Required task.
Pictures do not belong in the copy; quote every entry below exactly.

Dataset content.
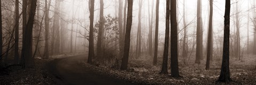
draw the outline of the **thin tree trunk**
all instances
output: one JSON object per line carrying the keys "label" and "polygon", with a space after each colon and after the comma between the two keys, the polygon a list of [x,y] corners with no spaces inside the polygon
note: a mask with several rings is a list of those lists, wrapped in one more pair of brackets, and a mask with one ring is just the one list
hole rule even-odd
{"label": "thin tree trunk", "polygon": [[202,14],[201,14],[201,0],[197,0],[197,28],[196,28],[196,63],[199,64],[201,63],[200,61],[202,57],[203,52],[202,52],[202,44],[203,41],[201,40],[202,37],[203,32],[202,32],[201,29],[201,20],[202,20]]}
{"label": "thin tree trunk", "polygon": [[103,7],[104,3],[103,0],[100,0],[100,26],[99,28],[99,32],[98,36],[97,41],[97,56],[101,57],[103,56],[102,50],[102,38],[103,36],[103,30],[104,30],[104,15],[103,15]]}
{"label": "thin tree trunk", "polygon": [[211,54],[212,52],[211,52],[211,47],[212,45],[212,16],[213,16],[213,0],[210,0],[210,17],[209,17],[209,29],[208,30],[208,41],[207,46],[207,58],[206,58],[206,66],[205,70],[209,70],[210,69],[210,60]]}
{"label": "thin tree trunk", "polygon": [[123,0],[119,0],[119,8],[118,8],[118,26],[119,26],[119,56],[122,56],[123,54]]}
{"label": "thin tree trunk", "polygon": [[[14,60],[15,64],[19,63],[19,0],[15,1],[15,46],[14,46]],[[1,33],[2,35],[2,33]],[[0,37],[2,38],[2,37]]]}
{"label": "thin tree trunk", "polygon": [[229,72],[229,34],[230,34],[230,0],[226,0],[225,14],[224,16],[224,40],[223,45],[222,63],[218,81],[229,82],[231,81]]}
{"label": "thin tree trunk", "polygon": [[32,31],[34,25],[34,21],[36,9],[37,0],[31,0],[31,7],[29,8],[30,12],[28,18],[28,23],[25,30],[25,36],[21,50],[21,56],[24,57],[21,65],[22,68],[34,66],[34,59],[32,57]]}
{"label": "thin tree trunk", "polygon": [[160,73],[168,73],[168,50],[169,47],[169,34],[170,34],[170,0],[166,0],[166,14],[165,19],[165,38],[164,40],[164,54],[163,56],[163,64]]}
{"label": "thin tree trunk", "polygon": [[156,30],[155,32],[155,50],[154,53],[153,65],[157,64],[157,52],[158,47],[158,21],[159,21],[159,0],[156,1]]}
{"label": "thin tree trunk", "polygon": [[89,53],[88,55],[88,63],[92,63],[92,58],[94,57],[93,41],[93,19],[94,15],[94,0],[89,2],[90,9],[90,34],[89,34]]}
{"label": "thin tree trunk", "polygon": [[127,23],[124,40],[124,55],[122,61],[121,70],[127,70],[128,59],[129,57],[130,45],[131,41],[131,29],[132,23],[132,6],[133,0],[128,1],[128,11],[127,14]]}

Result.
draw the outline of the **thin tree trunk**
all instances
output: one JSON object per line carrying the keys "label" and "polygon", with a space after each colon and after the comma between the two keys, the polygon a list of [x,y] corners with no spaces inside the polygon
note: a mask with several rings is a list of those lists, wrapped in one more pair of brackets, and a mask with one ring is just the one list
hole rule even-odd
{"label": "thin tree trunk", "polygon": [[202,14],[201,14],[201,0],[197,0],[197,28],[196,28],[196,63],[199,64],[201,63],[200,61],[202,57],[203,52],[202,52],[202,44],[203,41],[201,40],[202,37],[203,32],[202,32],[201,29],[201,20],[202,20]]}
{"label": "thin tree trunk", "polygon": [[103,7],[104,3],[103,0],[100,0],[100,26],[99,28],[99,32],[98,36],[97,41],[97,56],[101,57],[103,56],[102,50],[102,38],[103,36],[103,30],[104,30],[104,15],[103,15]]}
{"label": "thin tree trunk", "polygon": [[211,54],[212,52],[211,52],[211,47],[212,45],[212,16],[213,16],[213,0],[210,0],[210,17],[209,17],[209,29],[208,30],[208,41],[207,46],[207,58],[206,58],[206,66],[205,70],[209,70],[210,69],[210,60]]}
{"label": "thin tree trunk", "polygon": [[123,0],[119,0],[119,8],[118,8],[118,26],[119,26],[119,56],[122,56],[123,54]]}
{"label": "thin tree trunk", "polygon": [[[14,60],[15,64],[19,63],[19,0],[15,1],[15,46],[14,46]],[[1,33],[2,35],[2,33]],[[0,37],[2,38],[2,37]]]}
{"label": "thin tree trunk", "polygon": [[229,72],[229,34],[230,34],[230,0],[226,0],[225,14],[224,16],[224,40],[223,45],[222,63],[218,81],[229,82],[231,81]]}
{"label": "thin tree trunk", "polygon": [[32,31],[34,25],[34,21],[36,9],[37,0],[31,0],[31,7],[29,8],[30,12],[28,18],[28,23],[25,30],[25,36],[21,50],[21,56],[24,57],[21,65],[22,68],[34,66],[34,59],[32,57]]}
{"label": "thin tree trunk", "polygon": [[160,73],[168,73],[168,50],[169,47],[169,34],[170,34],[170,0],[166,0],[166,14],[165,19],[165,38],[164,40],[164,54],[163,56],[163,64]]}
{"label": "thin tree trunk", "polygon": [[156,30],[155,32],[155,50],[154,53],[153,65],[157,64],[157,52],[158,47],[158,21],[159,21],[159,0],[156,1]]}
{"label": "thin tree trunk", "polygon": [[89,53],[88,55],[88,63],[92,63],[92,58],[94,57],[93,41],[93,19],[94,15],[94,0],[89,2],[90,9],[90,34],[89,34]]}
{"label": "thin tree trunk", "polygon": [[127,23],[124,40],[124,55],[122,61],[121,70],[127,70],[128,59],[129,57],[130,45],[131,41],[131,29],[132,23],[132,6],[133,0],[128,1],[128,11],[127,14]]}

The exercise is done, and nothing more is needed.